For each DataFrame, I am grouping the data by the 'post_id' column.
Within each group, I am sorting the rows by the 'score' column and selecting the top 10 rows for each group.
In this case each post will have the top comments to it to add more context to our analysis later on. 

In [112]:
# Group by 'post_id', sort by 'score' within each group, and get the head (top 10)
wall_street_comments = wall_street_comments.groupby('post_id').apply(lambda x: x.sort_values(by='score', ascending=False).head(10)).reset_index(drop=True)

# Group by 'post_id', sort by 'score' within each group, and get the head (top 10)
stocks_comments = stocks_comments.groupby('post_id').apply(lambda x: x.sort_values(by='score', ascending=False).head(10)).reset_index(drop=True)

# Group by 'search_term', sort by 'score' within each group, and get the head (top 5)
comments = comments.groupby('post_id').apply(lambda x: x.sort_values(by='score', ascending=False).head(10)).reset_index(drop=True)

  wall_street_comments = wall_street_comments.groupby('post_id').apply(lambda x: x.sort_values(by='score', ascending=False).head(10)).reset_index(drop=True)
  stocks_comments = stocks_comments.groupby('post_id').apply(lambda x: x.sort_values(by='score', ascending=False).head(10)).reset_index(drop=True)
  comments = comments.groupby('post_id').apply(lambda x: x.sort_values(by='score', ascending=False).head(10)).reset_index(drop=True)


#### I have multiple comments per post_id. I want to make sure that all the comments stay together. I am putting all the comments in a list and will group them together. 

In [113]:

wall_street_comments = wall_street_comments.groupby('post_id')['body'].apply(list).reset_index()

stocks_comments = stocks_comments.groupby('post_id')['body'].apply(list).reset_index()

comments = comments.groupby('post_id')['body'].apply(list).reset_index()

#### Let's now merge the posts and comments together

In [114]:
wallstreetbets = pd.merge(ws_stock_post, wall_street_comments, on='post_id', how='left')

stocks = pd.merge(stocks_post, stocks_comments, on='post_id', how='left')

general = pd.merge(posts, comments, on='post_id', how='left')

#### Making sure the datetime is well structured and removing having a uniform date. (Removing Hours and Seconds)

# [Jobs]
A - In the notebook excerpt, which column are the rows sorted by within each post_id group?
B - Can you rewrite the paragraph of the notebook excerpt that begins "For each DataFrame, I am grouping" as a short bulleted list that keeps its main facts?
C - According to the notebook excerpt, why are the comments grouped by post_id and put into a list? Answer in one to three sentences.

# [Recorded information]
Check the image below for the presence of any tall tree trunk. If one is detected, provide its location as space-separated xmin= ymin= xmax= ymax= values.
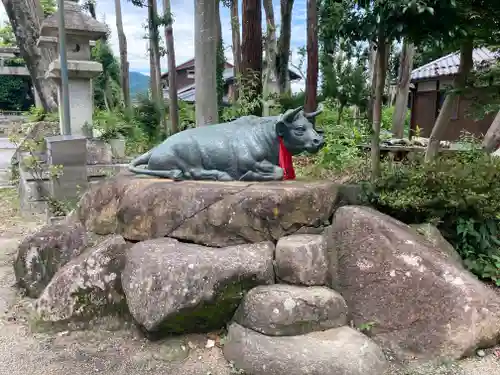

# [Exercise answers]
A - The 'score' column.

B -
- Each DataFrame is grouped by the 'post_id' column.
- Within each group, rows are sorted by the 'score' column, and the top 10 are kept.
- Each post then has its top comments, which add context for the later analysis.

C - There are multiple comments per post_id, and putting them in a list keeps all the comments for each post together.